» **TO DO**:
Would you print all of the entries word for word?

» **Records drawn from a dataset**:
+ + + +

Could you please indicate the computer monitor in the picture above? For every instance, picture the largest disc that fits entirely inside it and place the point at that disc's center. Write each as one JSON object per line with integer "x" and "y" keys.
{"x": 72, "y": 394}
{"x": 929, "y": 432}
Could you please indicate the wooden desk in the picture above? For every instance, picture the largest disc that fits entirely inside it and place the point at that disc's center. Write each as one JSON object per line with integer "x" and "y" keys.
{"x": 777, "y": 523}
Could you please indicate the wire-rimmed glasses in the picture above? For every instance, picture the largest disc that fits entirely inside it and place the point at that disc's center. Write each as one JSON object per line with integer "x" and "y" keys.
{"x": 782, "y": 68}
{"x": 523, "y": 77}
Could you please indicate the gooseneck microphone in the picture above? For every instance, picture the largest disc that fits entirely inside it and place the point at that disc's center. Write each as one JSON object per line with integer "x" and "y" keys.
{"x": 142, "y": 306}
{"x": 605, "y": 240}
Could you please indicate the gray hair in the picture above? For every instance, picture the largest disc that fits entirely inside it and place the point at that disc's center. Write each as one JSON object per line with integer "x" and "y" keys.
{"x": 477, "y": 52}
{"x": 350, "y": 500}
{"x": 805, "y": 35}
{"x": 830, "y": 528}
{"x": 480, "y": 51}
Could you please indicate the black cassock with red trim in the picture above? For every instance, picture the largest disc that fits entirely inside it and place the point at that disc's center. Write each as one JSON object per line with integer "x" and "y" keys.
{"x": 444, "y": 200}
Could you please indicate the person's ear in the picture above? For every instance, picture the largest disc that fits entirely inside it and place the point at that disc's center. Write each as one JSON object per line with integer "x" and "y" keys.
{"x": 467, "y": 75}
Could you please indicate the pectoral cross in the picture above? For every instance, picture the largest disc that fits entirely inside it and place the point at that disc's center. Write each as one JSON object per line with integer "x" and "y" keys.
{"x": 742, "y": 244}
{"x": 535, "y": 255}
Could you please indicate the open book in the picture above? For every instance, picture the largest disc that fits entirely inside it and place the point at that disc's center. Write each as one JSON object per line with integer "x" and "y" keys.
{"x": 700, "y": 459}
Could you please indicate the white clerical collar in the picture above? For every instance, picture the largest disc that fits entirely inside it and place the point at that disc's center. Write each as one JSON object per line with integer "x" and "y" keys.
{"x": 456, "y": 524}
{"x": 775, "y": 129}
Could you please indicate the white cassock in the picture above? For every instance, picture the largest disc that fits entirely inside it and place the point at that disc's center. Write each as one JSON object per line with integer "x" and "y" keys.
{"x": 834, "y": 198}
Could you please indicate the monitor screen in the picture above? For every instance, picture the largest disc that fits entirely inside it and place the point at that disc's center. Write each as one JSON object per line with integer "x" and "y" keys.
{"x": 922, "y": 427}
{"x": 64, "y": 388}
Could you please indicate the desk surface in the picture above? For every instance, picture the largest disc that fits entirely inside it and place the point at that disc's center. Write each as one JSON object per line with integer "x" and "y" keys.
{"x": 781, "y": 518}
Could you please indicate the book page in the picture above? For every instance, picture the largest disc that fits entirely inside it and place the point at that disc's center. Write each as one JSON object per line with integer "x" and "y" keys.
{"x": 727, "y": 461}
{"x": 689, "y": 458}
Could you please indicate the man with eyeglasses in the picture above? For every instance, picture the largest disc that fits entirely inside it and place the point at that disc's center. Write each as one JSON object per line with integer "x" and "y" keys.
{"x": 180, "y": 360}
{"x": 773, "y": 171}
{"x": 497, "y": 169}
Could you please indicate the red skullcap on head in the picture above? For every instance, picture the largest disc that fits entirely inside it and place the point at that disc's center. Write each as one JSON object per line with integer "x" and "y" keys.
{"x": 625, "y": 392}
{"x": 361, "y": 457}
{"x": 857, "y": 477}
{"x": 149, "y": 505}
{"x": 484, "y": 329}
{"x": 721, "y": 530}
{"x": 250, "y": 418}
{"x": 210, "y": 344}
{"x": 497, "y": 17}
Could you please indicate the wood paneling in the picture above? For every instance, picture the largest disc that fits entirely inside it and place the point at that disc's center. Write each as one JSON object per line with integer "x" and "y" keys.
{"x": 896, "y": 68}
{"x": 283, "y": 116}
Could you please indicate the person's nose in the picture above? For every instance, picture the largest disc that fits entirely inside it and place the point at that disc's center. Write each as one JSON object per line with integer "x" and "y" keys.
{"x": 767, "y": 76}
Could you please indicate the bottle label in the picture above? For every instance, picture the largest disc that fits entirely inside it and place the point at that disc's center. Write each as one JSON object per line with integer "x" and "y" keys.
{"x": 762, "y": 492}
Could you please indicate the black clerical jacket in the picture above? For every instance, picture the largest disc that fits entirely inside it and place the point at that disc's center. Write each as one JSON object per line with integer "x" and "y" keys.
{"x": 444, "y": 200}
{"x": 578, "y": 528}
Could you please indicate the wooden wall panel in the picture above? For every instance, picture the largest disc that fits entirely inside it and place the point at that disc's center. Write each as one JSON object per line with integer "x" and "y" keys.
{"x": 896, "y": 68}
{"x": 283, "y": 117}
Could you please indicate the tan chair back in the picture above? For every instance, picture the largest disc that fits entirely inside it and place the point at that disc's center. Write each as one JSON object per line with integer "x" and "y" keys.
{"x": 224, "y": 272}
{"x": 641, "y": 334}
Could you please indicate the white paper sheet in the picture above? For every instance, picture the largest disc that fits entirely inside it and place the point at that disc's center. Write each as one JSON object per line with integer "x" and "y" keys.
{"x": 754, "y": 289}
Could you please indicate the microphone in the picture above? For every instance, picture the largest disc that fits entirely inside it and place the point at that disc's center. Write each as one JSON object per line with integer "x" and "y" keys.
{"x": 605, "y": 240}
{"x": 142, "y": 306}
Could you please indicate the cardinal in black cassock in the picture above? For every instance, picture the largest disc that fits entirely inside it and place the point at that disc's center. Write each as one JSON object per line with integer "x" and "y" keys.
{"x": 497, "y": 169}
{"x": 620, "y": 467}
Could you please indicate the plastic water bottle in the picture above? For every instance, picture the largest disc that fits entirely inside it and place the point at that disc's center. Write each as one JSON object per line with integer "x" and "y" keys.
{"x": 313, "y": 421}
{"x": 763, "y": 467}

+ + + +

» **SOLUTION TO THIS PROBLEM**:
Could you please indicate the computer monitor in the picture above? For every instance, picture the largest disc that fits entirely inside it and place the point at that disc's center. Write each as one JSON object per line with integer "x" and "y" keys.
{"x": 72, "y": 394}
{"x": 929, "y": 432}
Could you please indicate the wooden desk in the picture above? For every instance, picture the largest disc that fits entirely inside it and place the point at that disc's center. Write each as one JSON object per line with integer "x" and "y" keys.
{"x": 777, "y": 523}
Could you please indicate the wire-rimmed glasses in the picture above? For every instance, picture the largest disc that fits entirely inside it and place the point at that disc's center. Write each as one JSON object per line with integer "x" and "y" keys.
{"x": 782, "y": 68}
{"x": 523, "y": 77}
Could you please indicate the gooseneck microphone in the picture above? For every instance, picture the largest disc that fits entirely inside it and place the point at that disc's center. Write each as one JSON object per line with integer "x" and "y" keys.
{"x": 142, "y": 306}
{"x": 605, "y": 240}
Could you please indicate the gray hair in the picture above? For every instance, picture the largest disc that fits entirely inside it and place the point at that disc's center. Write each as one JSON object per line with integer "x" and "y" keys.
{"x": 477, "y": 52}
{"x": 350, "y": 500}
{"x": 805, "y": 35}
{"x": 830, "y": 528}
{"x": 480, "y": 51}
Could you please indicate the black cassock with red trim in the picture above? For every instance, picture the largest disc that fits entirely inside it and place the point at that disc's center. Write each as one JSON object per line with integer "x" and "y" keys.
{"x": 444, "y": 200}
Could you please indicate the person's ear in the picture above? For every instance, picture the largest disc that fits entirely inside it and place the point at that disc's center. Write each as one JSON object per line with integer "x" and "y" keys.
{"x": 467, "y": 75}
Could you please indicate the pectoral cross in the picture above? For every instance, picture the largest disc that fits entirely inside it and place the point at that disc's center. Write each as one JSON object per line with integer "x" and "y" keys.
{"x": 742, "y": 244}
{"x": 535, "y": 255}
Could you please indicate the open book in the picture above? For every instance, picture the largest disc that fits entirely inside it and place the point at that disc's center. Write each as one JSON object per line with integer "x" and "y" keys.
{"x": 700, "y": 459}
Could you please indicate the white clerical collar in the picture above? For every instance, picture the largest disc that fits entirely inside it and place the point at that disc's center. Write each as one JSON object per line with integer "x" and "y" keys.
{"x": 456, "y": 524}
{"x": 775, "y": 129}
Could you please indicate the white cassock in the picture above? For every instance, picture the largest disc that fits entirely inside it and place the point at that disc's center. Write each as one JSON object per line with integer "x" and "y" keys.
{"x": 834, "y": 198}
Could you please indicate the monitor screen in the picture above? For every instance, picture the largest disc that fits entirely inside it and place the point at that disc's center. Write each as one JSON object per line with integer "x" and "y" keys.
{"x": 922, "y": 427}
{"x": 64, "y": 388}
Could you please indicate the desk surface in the picture above? For every instance, picture the largest disc that fits entirely inside it and place the point at that disc's center. Write each as one JSON object per line with integer "x" and "y" keys.
{"x": 781, "y": 518}
Could you please indicate the book page in the picture above? For every instance, picture the largest disc that fits entirely inside it and place the point at that disc's center. Write each as one JSON object per line with integer "x" and "y" keys.
{"x": 727, "y": 461}
{"x": 689, "y": 458}
Could you please indicate the man with eyeglasses in the picture above? For every instance, picture the largest disc that fits entirely inside it and place the point at that disc's center. Write each as one JSON object per line with integer "x" and "y" keys.
{"x": 180, "y": 360}
{"x": 773, "y": 171}
{"x": 497, "y": 169}
Could you please indicate the red skullcap on head in the picture above? For every instance, picture the largest disc that fits entirely inside it and place the point at that disc's center. Write each as one JSON object per line with integer "x" and "y" keys.
{"x": 625, "y": 392}
{"x": 361, "y": 457}
{"x": 857, "y": 477}
{"x": 149, "y": 505}
{"x": 484, "y": 329}
{"x": 721, "y": 530}
{"x": 250, "y": 418}
{"x": 210, "y": 344}
{"x": 497, "y": 17}
Could you please indicate the wood paneling in the picture above? For every instance, picture the largest disc that fits entirely inside it and place the point at that disc's center. Write each as one JSON object per line with integer "x" and "y" keys.
{"x": 896, "y": 68}
{"x": 283, "y": 116}
Could you please indicate the person's nose in the picture above? For every instance, picture the largest disc that fits entirely inside it and place the point at that disc's center. Write each as one JSON object per line with integer "x" and "y" keys.
{"x": 767, "y": 76}
Could you please indicate the bottle label in the picture above? For every instance, picture the largest disc that fits entirely inside it and place the point at that disc's center. Write each as one JSON object per line with integer "x" and "y" keys.
{"x": 762, "y": 492}
Could you please indicate the black clerical jacket in the picture above? For every instance, picture the largest disc that fits entirely inside it and place the point at that disc's center. Write each as one JSON object per line with integer "x" and "y" keys.
{"x": 444, "y": 200}
{"x": 578, "y": 528}
Could you please indicate the wooden wall panel in the picture above? For every instance, picture the largest disc that fits entirely inside it and place the point at that disc's center. Write each as one JSON object per line with integer "x" and "y" keys.
{"x": 896, "y": 68}
{"x": 283, "y": 117}
Could you please indicate the tan chair back in the picture above? For every instance, picture the largest disc that fits entirely inside it and place the point at that disc's center. Write each as one JSON object per line with integer "x" and "y" keys.
{"x": 224, "y": 272}
{"x": 641, "y": 334}
Could you please indicate the white paper sheet in the picture above? For every instance, picture the largest disc that fits entirely inside it and place the point at that disc's center. Write each as one JSON object per line with integer "x" and "y" keys.
{"x": 754, "y": 289}
Could you please indicate the microphone in the picture above? For every instance, picture the largest disc that fits entirely inside it and place the point at that disc's center. Write each as one JSON object per line with integer "x" and "y" keys.
{"x": 605, "y": 240}
{"x": 142, "y": 306}
Could you please indicate the cardinal in black cassock in the picture above? For every instance, picture the largest disc that fits entirely inside it and place the point at that disc's center. Write each as one JSON object per line with integer "x" and "y" keys.
{"x": 497, "y": 169}
{"x": 620, "y": 467}
Could you please indicate the plastic water bottle in the picture above? For every instance, picture the largest disc that fits entirely inside it and place the point at that disc's center. Write each as one JSON object per line with integer "x" and "y" keys.
{"x": 313, "y": 421}
{"x": 763, "y": 467}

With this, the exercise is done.